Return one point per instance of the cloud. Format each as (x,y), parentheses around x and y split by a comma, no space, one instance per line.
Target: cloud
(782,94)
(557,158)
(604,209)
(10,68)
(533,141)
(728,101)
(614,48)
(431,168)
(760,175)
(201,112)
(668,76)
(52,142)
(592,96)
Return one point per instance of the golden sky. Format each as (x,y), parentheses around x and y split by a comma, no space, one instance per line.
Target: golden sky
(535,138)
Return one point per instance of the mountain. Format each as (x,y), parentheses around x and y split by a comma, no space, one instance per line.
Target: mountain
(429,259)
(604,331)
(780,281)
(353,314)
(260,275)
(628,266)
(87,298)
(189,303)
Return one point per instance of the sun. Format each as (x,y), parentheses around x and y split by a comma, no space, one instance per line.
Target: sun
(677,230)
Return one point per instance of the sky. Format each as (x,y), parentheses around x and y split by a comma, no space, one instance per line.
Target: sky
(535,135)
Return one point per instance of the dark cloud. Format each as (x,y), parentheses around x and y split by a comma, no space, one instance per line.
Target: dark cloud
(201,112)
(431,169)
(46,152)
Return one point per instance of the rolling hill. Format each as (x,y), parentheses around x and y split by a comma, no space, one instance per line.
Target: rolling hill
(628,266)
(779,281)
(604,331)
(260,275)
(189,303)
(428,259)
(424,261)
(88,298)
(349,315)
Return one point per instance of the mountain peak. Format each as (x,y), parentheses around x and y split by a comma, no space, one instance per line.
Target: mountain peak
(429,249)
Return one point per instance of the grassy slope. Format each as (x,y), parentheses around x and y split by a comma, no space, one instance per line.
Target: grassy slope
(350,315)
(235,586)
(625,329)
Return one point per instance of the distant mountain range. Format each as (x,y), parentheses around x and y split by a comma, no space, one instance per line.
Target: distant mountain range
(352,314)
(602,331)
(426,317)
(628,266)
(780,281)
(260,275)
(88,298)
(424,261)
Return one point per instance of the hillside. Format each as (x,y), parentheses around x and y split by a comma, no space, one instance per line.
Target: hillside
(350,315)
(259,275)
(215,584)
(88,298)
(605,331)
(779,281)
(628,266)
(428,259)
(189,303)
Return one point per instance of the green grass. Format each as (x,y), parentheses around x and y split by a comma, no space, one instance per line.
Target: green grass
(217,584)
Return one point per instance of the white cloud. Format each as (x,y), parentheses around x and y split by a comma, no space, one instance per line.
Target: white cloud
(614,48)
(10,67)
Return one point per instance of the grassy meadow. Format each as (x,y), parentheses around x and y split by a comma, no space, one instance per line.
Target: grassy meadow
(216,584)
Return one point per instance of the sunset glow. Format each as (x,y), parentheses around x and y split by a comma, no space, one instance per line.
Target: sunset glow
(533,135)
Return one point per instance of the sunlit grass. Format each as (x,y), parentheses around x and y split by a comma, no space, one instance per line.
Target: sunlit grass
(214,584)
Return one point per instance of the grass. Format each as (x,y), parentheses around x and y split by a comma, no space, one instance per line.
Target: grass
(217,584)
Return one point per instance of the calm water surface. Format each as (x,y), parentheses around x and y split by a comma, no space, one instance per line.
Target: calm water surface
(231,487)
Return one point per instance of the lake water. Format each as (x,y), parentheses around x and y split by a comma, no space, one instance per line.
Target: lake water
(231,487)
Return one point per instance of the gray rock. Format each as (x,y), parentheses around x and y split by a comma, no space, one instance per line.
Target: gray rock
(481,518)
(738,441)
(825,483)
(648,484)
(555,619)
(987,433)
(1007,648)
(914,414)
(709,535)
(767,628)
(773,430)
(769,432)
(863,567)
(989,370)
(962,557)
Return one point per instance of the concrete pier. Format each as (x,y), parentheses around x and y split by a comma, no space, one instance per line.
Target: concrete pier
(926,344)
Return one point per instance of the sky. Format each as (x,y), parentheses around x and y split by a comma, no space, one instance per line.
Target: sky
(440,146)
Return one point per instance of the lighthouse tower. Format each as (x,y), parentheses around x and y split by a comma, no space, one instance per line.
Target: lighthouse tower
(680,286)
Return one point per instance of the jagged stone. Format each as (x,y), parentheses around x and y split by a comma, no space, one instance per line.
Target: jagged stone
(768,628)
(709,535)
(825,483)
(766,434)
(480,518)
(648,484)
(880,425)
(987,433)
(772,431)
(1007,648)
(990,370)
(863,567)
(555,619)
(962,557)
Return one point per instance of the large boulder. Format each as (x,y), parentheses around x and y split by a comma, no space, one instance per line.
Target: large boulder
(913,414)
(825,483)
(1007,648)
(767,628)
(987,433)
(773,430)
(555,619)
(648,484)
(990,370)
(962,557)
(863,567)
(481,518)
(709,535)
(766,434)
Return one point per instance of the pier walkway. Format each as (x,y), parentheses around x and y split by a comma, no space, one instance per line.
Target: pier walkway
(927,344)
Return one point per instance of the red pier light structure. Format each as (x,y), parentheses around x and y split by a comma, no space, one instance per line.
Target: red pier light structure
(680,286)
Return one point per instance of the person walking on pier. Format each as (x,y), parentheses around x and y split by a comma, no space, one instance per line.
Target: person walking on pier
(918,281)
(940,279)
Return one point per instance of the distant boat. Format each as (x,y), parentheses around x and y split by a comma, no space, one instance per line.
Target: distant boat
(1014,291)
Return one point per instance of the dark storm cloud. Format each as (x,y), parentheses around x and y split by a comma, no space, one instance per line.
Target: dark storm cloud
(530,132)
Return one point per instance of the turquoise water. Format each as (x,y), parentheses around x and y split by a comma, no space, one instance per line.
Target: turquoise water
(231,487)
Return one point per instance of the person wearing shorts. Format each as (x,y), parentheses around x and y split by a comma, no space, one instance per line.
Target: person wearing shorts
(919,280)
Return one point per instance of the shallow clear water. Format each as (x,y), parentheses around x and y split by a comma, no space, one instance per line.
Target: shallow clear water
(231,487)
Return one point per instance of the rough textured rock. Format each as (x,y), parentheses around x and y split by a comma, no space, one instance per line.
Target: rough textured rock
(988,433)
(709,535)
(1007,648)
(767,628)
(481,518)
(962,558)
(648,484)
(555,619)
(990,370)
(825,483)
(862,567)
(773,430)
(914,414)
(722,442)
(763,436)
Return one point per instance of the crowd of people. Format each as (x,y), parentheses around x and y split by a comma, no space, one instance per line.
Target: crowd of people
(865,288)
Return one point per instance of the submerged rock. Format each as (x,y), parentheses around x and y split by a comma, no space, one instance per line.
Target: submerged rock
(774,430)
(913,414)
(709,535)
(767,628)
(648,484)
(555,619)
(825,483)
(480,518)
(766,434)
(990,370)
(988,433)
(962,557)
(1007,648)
-*-
Repeat the whole listing above without any change.

Return one point per instance of the cloud. Format each as (x,y), parentheses around x and y split by a comma, no space, one instance per line.
Target: cloud
(782,94)
(557,158)
(604,209)
(10,68)
(533,141)
(728,101)
(614,48)
(431,168)
(760,175)
(201,112)
(668,76)
(52,142)
(592,96)
Return one point per instance of the golden sky. Format each as (x,y), parentheses around x and y split by a comma, no space, one instance per line.
Target: golden sky
(535,138)
Return one point per instance of the mountain. Format each as (x,y), parentheses around x and y split by a comma, no space, one instance per line.
Target: mountain
(429,259)
(604,331)
(780,281)
(353,314)
(260,275)
(628,266)
(87,298)
(189,303)
Return one point per instance of the sun. Format each as (x,y), parentheses around x and y split by a comma, no space, one instance per line.
Target: sun
(677,230)
Return one point per instance of the sky. Format each as (x,y), parentheses around x and y split by a comma, no space, one instance per line.
Target: sky
(535,135)
Return one point per instance of the dark cloud. Format each as (x,y), parentheses around x and y split by a comma, no space, one instance per line.
Target: dark cloud
(201,112)
(431,169)
(46,152)
Return one point per instance of the rolling hill. Format each as (x,y), parentheses around x and y split by a comma, no space, one instance per line.
Target: rolling hill
(628,266)
(779,281)
(604,331)
(260,275)
(189,303)
(428,259)
(424,261)
(88,298)
(349,315)
Return one point per instance of the mountain peak. Format each as (x,y), parentheses around x and y split by a comma, no space, one instance per line.
Target: mountain peak
(429,249)
Return one point per instance of the grassy slope. Format each as (x,y), parentheses around x and y split by a comma, no space, one instance per line.
Target: grassy slope
(350,315)
(235,586)
(625,329)
Return one point per instance of the distant mountain range. Format each as (x,y), parentheses around x and y split by a comma, no space, one instance per line.
Target: distant mountain range
(352,314)
(602,331)
(426,317)
(628,266)
(780,281)
(260,275)
(88,298)
(424,261)
Return one point per instance of the hillside. Format each as (x,y), parentheses around x and y split by a comma, no space, one instance per line.
Target: hillside
(350,315)
(259,275)
(215,584)
(88,298)
(605,331)
(779,281)
(628,266)
(428,259)
(189,303)
Return one point per instance of the green grass. Format each as (x,y), parentheses around x and y split by a comma, no space, one instance per line.
Target: green grass
(217,584)
Return one point per instance of the white cloud. Format each as (x,y), parentheses around x and y split by a comma, no space, one instance per line.
Target: white cloud
(614,48)
(10,67)
Return one point per instance of the grassy meadow. Format each as (x,y), parentheses around x and y split by a comma, no space, one instance per line.
Target: grassy meadow
(216,584)
Return one point per instance of the sunset glow. Format each as (x,y), parentheses around x and y split by a comma, no space, one instance per line.
Target: sunset glow
(533,135)
Return one point per instance of the sunlit grass. Format each as (x,y), parentheses around x and y split by a comma, no space, one instance per line.
Target: sunlit grass
(214,584)
Return one point per instance of the grass. Format each as (x,y), parentheses around x and y split by a comma, no space, one instance per line.
Target: grass
(217,584)
Return one point per instance of the calm water surface. Format each as (x,y), parentheses around x and y split by a comma, no space, one instance per line.
Target: calm water surface
(231,487)
Return one point per instance of the lake water. Format each as (x,y), parentheses around x and y split by a comma, no space, one instance per line.
Target: lake water
(231,487)
Return one point per instance of the gray rock. Format each as (x,y), parentheses around x and y split by a comma, no space, one instance per line.
Target: gray rock
(481,518)
(738,441)
(825,483)
(648,484)
(555,619)
(987,433)
(1007,648)
(914,414)
(709,535)
(767,628)
(773,430)
(769,432)
(863,567)
(989,370)
(962,557)
Return one point per instance of the concrete pier. Format each as (x,y), parentheses around x and y split by a comma, no space, one instance per line.
Target: concrete pier
(926,344)
Return one point per instance of the sky. Format each as (x,y), parentheses around x and y split by a comma, no space, one instance per line.
Target: sky
(440,146)
Return one point per instance of the lighthouse tower. Format each as (x,y), parentheses around x and y split by a comma, no space, one instance per line.
Target: lighthouse tower
(680,286)
Return one point per instance of the jagged stone. Format each as (x,y), parentheses around x and y split by a comma, no space, one instance per line.
Target: jagged stone
(768,628)
(709,535)
(825,483)
(766,434)
(480,518)
(648,484)
(880,425)
(987,433)
(772,431)
(1007,648)
(990,370)
(863,567)
(555,619)
(962,557)
Return one point per instance of the large boulder. Format each as (x,y), parentheses around x and y split by a comma, no space, one instance per line.
Target: large boulder
(913,414)
(825,483)
(1007,648)
(767,628)
(987,433)
(773,430)
(555,619)
(648,484)
(990,370)
(962,557)
(863,567)
(481,518)
(709,535)
(766,434)
Return one point per instance of the pier walkway. Format each as (x,y), parentheses around x and y split by a comma, no space, one instance per line.
Target: pier walkway
(927,344)
Return one point per instance of the red pier light structure. Format each as (x,y), parentheses around x and y split by a comma, no space, one instance per line.
Target: red pier light structure
(680,286)
Return one point per instance of the person walking on pier. Format each as (x,y), parentheses around x and y split by a comma, no space, one instance per line.
Target: person walking on pier
(918,281)
(940,279)
Return one point per instance of the distant boat. Format each as (x,y), parentheses around x and y split by a comma, no space, one instance per line.
Target: distant boat
(1014,291)
Return one point per instance of the dark storm cloud. Format each as (x,y), parentheses around x and y split by a comma, no space, one instance per line.
Target: dark storm cloud
(530,132)
Return one point per instance of the turquoise water. Format each as (x,y), parentheses around x and y split by a comma, no space, one instance per line.
Target: turquoise water
(231,487)
Return one point per instance of the person wearing shorts. Format each as (x,y), parentheses around x and y split by a comma, no space, one instance per line.
Target: person wearing shorts
(919,280)
Return one point per instance of the shallow clear water. Format each as (x,y), parentheses around x and y split by a comma, no space, one instance per line.
Target: shallow clear water
(231,487)
Return one point per instance of the rough textured rock. Format each as (x,y), parentheses around x and y split by a comma, no space, one instance per line.
Target: rough textured rock
(988,433)
(709,535)
(1007,648)
(767,628)
(481,518)
(962,558)
(648,484)
(555,619)
(990,370)
(825,483)
(862,567)
(773,430)
(914,414)
(722,442)
(763,436)
Return one point per instance of the crowd of people. Format each as (x,y), parentheses around x and y split by a comma, no space, one instance per line.
Target: crowd of people
(865,288)
Return one point per instance of the submerged rock. Format each as (x,y), parentheses around x and y split by a comma, no space, one instance per line.
Target: submerged rock
(774,430)
(913,414)
(709,535)
(767,628)
(648,484)
(555,619)
(825,483)
(480,518)
(766,434)
(990,370)
(988,433)
(962,557)
(1007,648)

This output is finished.